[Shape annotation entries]
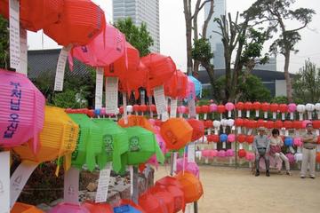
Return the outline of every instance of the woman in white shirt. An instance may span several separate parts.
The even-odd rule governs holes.
[[[270,154],[274,156],[276,161],[279,158],[284,162],[286,174],[291,175],[290,163],[288,158],[281,152],[281,147],[284,146],[284,141],[279,136],[280,132],[277,129],[272,130],[272,135],[270,137]],[[280,172],[280,170],[279,170]]]

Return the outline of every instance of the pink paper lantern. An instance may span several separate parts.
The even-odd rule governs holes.
[[[228,135],[228,142],[233,143],[235,141],[236,141],[236,135],[235,134]]]
[[[90,213],[84,206],[62,202],[52,209],[49,213]]]
[[[235,151],[233,149],[228,149],[226,151],[226,157],[233,157],[235,156]]]
[[[211,104],[209,106],[209,110],[210,110],[211,113],[217,112],[218,106],[216,104]]]
[[[0,69],[0,146],[12,147],[33,139],[44,127],[44,95],[27,76]]]

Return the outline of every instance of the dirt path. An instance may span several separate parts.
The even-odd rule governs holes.
[[[169,174],[160,167],[156,178]],[[254,177],[249,169],[202,166],[200,178],[204,196],[199,213],[319,213],[320,174],[316,179],[300,179],[299,171],[292,177],[264,173]]]

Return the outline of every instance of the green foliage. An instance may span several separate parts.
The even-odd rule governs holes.
[[[9,67],[9,22],[0,15],[0,68]]]
[[[292,85],[293,97],[304,103],[315,103],[320,100],[320,67],[308,59],[296,75]]]
[[[213,53],[211,51],[209,40],[206,38],[200,38],[194,40],[194,46],[192,48],[192,59],[204,63],[210,63],[213,58]]]
[[[125,35],[127,42],[139,50],[140,57],[150,53],[149,47],[154,44],[154,41],[145,23],[137,27],[131,18],[127,18],[119,20],[115,27]]]

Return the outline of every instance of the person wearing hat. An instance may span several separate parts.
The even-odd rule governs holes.
[[[309,165],[310,178],[314,179],[316,178],[316,147],[317,138],[313,132],[311,122],[308,122],[306,128],[307,132],[302,136],[303,149],[300,178],[306,178],[308,165]]]
[[[269,157],[267,154],[270,150],[270,139],[265,135],[265,128],[260,127],[258,129],[259,135],[254,137],[253,140],[253,150],[256,155],[255,163],[256,163],[256,173],[255,176],[260,176],[259,171],[259,162],[261,158],[264,158],[266,163],[266,176],[269,177],[269,167],[270,162]]]

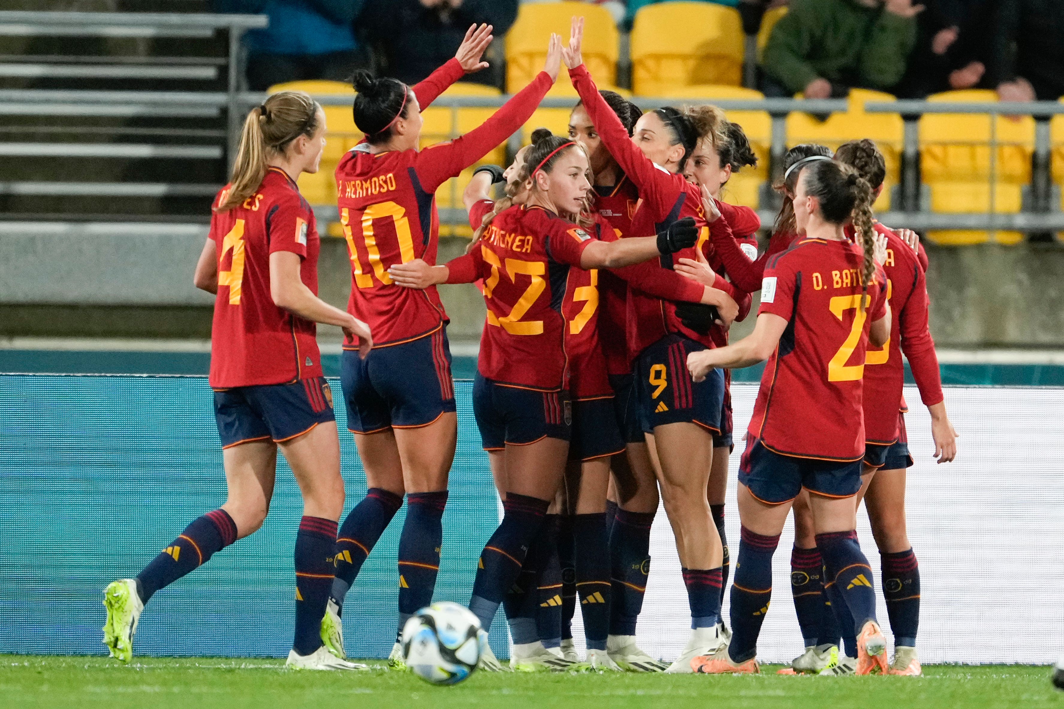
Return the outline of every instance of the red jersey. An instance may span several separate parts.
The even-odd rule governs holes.
[[[847,229],[847,233],[852,233]],[[891,339],[882,348],[869,349],[865,356],[864,419],[865,440],[893,443],[898,440],[898,408],[903,407],[901,389],[905,378],[902,351],[909,358],[920,396],[928,406],[943,400],[938,358],[928,328],[928,292],[917,254],[882,224],[876,231],[886,236],[886,297],[893,319]]]
[[[214,201],[221,204],[226,185]],[[269,255],[290,251],[300,277],[318,292],[318,230],[295,181],[269,168],[254,195],[211,216],[218,250],[218,294],[211,327],[211,386],[215,389],[287,384],[322,376],[317,325],[273,304]]]
[[[626,236],[653,236],[684,217],[694,217],[699,229],[705,226],[698,188],[681,175],[654,165],[632,144],[620,119],[599,95],[586,67],[581,65],[569,69],[569,78],[606,150],[639,190],[639,204],[632,216],[631,234]],[[683,257],[695,258],[695,249],[662,256],[658,266],[661,270],[672,270],[675,259]],[[628,293],[627,326],[629,360],[669,333],[680,333],[706,347],[714,347],[709,335],[688,330],[680,322],[671,303],[633,288],[629,288]]]
[[[421,109],[463,73],[451,60],[414,86]],[[447,321],[434,287],[401,288],[392,283],[388,268],[415,258],[436,263],[436,188],[523,125],[551,83],[541,72],[482,125],[454,140],[376,154],[363,142],[340,161],[337,205],[351,257],[348,311],[369,324],[375,348],[423,337]],[[358,342],[348,339],[344,347],[356,349]]]
[[[851,241],[802,238],[765,268],[759,314],[788,324],[761,377],[748,434],[770,451],[864,456],[865,350],[869,325],[886,313],[886,292],[881,269],[863,292],[863,261]]]
[[[568,388],[562,302],[569,271],[591,242],[587,232],[542,207],[512,206],[495,216],[472,252],[448,261],[448,283],[484,280],[482,376],[545,391]]]

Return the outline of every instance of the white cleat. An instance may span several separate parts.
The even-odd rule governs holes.
[[[310,655],[300,655],[295,649],[288,651],[288,660],[284,663],[285,666],[292,668],[293,670],[368,670],[369,668],[365,664],[360,664],[358,662],[348,662],[347,660],[342,660],[332,653],[329,648],[322,645]]]
[[[492,646],[487,644],[487,634],[480,630],[477,634],[477,644],[480,645],[480,659],[477,661],[477,669],[484,672],[504,672],[505,668],[495,657]]]
[[[695,628],[691,631],[691,640],[684,645],[680,657],[676,658],[676,661],[668,665],[665,672],[668,674],[693,674],[695,670],[691,664],[692,660],[696,657],[713,655],[724,647],[727,647],[727,643],[717,631],[717,626]]]
[[[339,618],[339,606],[332,598],[329,598],[326,614],[321,617],[321,642],[334,657],[347,659],[344,651],[344,621]]]
[[[610,659],[610,654],[604,649],[587,651],[587,659],[584,663],[593,672],[621,672],[621,669]]]
[[[655,660],[635,644],[635,636],[608,636],[605,652],[626,672],[664,672],[667,662]]]

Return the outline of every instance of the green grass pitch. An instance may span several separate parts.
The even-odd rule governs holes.
[[[922,678],[477,673],[432,687],[379,663],[370,672],[292,672],[280,660],[0,656],[6,709],[1064,709],[1050,669],[932,665]]]

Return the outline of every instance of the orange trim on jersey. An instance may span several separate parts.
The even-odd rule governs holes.
[[[292,440],[293,438],[299,438],[299,437],[300,437],[300,436],[302,436],[303,434],[309,434],[309,433],[311,433],[311,431],[313,431],[313,429],[314,429],[314,426],[318,425],[318,423],[320,423],[320,422],[319,422],[319,421],[315,421],[315,422],[314,422],[314,423],[313,423],[313,424],[311,425],[311,427],[310,427],[310,428],[307,428],[306,431],[300,431],[300,432],[299,432],[298,434],[296,434],[295,436],[288,436],[287,438],[275,438],[275,439],[273,439],[273,442],[275,442],[275,443],[283,443],[283,442],[285,442],[285,441],[290,441],[290,440]]]
[[[437,416],[435,419],[433,419],[429,423],[416,423],[416,424],[411,425],[411,426],[400,426],[398,423],[393,423],[392,427],[393,428],[425,428],[426,426],[431,426],[436,421],[439,421],[440,417],[443,417],[444,413],[454,413],[454,411],[440,411],[439,416]]]
[[[358,539],[351,539],[350,537],[340,537],[339,539],[336,540],[336,543],[338,544],[340,542],[351,542],[352,544],[354,544],[355,546],[358,546],[359,548],[361,548],[363,552],[365,552],[366,556],[369,556],[369,550],[366,548],[362,544],[362,542],[360,542]]]
[[[196,555],[199,556],[199,558],[200,558],[199,565],[202,567],[203,565],[203,552],[199,551],[199,544],[197,544],[196,541],[192,537],[185,537],[184,535],[178,535],[178,539],[184,539],[186,542],[188,542],[189,544],[193,545],[193,548],[196,550]]]
[[[226,449],[231,449],[235,445],[244,445],[245,443],[253,443],[254,441],[268,441],[269,439],[270,439],[269,436],[260,436],[259,438],[245,438],[244,440],[236,441],[235,443],[229,443],[227,445],[222,445],[221,450],[225,451]]]

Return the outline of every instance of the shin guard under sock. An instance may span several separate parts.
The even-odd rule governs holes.
[[[728,654],[734,662],[745,662],[758,654],[758,636],[772,598],[772,554],[779,543],[779,535],[766,537],[742,528],[731,590],[732,639]]]
[[[303,517],[296,535],[296,639],[293,649],[311,655],[321,647],[321,617],[333,581],[336,523]]]
[[[402,495],[383,488],[369,488],[344,520],[336,540],[336,578],[330,593],[337,606],[344,606],[359,570],[400,507]]]
[[[236,523],[223,509],[198,517],[169,546],[137,574],[137,592],[148,603],[165,588],[207,562],[216,553],[236,541]]]

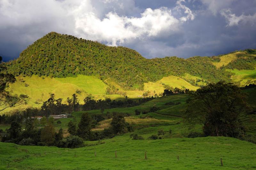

### EXERCISE INSTRUCTIONS
Which lines in the listing above contain the string "jersey", with case counting? Locate each one and copy it in full.

### SOLUTION TO THIS PROBLEM
Return the outline of every instance of the red jersey. An instance may span several separate parts.
Return the outline of every instance of the orange trim on jersey. An instance may span several separate parts.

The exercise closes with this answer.